Task description: Could you write out the material from the line with "job: provide the outline of every instance of the <item>white" through the end, substituting "contour" for "outline" and leaving everything else as it is?

Rows from a segmentation dataset:
- - -
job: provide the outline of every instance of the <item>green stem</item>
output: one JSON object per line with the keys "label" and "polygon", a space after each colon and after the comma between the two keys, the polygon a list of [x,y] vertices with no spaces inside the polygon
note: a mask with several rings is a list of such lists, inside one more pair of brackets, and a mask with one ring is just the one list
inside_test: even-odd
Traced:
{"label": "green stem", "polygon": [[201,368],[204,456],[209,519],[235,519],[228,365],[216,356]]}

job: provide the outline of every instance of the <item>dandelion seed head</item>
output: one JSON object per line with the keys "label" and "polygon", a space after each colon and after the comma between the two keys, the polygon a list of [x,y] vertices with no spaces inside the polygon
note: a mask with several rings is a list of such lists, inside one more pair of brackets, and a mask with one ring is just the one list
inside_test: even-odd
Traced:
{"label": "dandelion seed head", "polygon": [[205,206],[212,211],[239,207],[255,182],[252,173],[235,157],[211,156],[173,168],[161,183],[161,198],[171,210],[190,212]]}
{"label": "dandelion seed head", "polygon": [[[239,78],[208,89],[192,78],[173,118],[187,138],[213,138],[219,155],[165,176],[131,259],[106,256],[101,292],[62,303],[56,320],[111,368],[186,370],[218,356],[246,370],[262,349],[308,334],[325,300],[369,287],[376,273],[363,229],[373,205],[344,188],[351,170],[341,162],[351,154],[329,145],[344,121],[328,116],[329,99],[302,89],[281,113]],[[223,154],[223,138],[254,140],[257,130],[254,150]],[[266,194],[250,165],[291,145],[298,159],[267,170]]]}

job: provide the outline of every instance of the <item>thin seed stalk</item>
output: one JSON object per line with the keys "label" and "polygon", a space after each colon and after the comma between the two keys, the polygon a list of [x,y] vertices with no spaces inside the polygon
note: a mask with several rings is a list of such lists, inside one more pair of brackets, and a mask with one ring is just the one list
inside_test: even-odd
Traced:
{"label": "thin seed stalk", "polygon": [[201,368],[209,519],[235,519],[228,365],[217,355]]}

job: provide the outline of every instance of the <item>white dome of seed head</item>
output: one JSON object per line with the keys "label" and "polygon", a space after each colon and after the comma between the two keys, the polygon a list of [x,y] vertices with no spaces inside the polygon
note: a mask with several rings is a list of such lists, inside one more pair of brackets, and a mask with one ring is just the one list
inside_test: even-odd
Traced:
- - -
Reply:
job: provide the contour of every instance of the <item>white dome of seed head</item>
output: one JSON object per line with the keys "label" and "polygon", a space after each colon and after the comma between the two keys, the polygon a list of [x,y] vertices with no spaces inside the polygon
note: a mask with several rings is a list of such lists, inside one more pair of brackets, and a mask with one ring is just the one list
inside_test: even-odd
Traced:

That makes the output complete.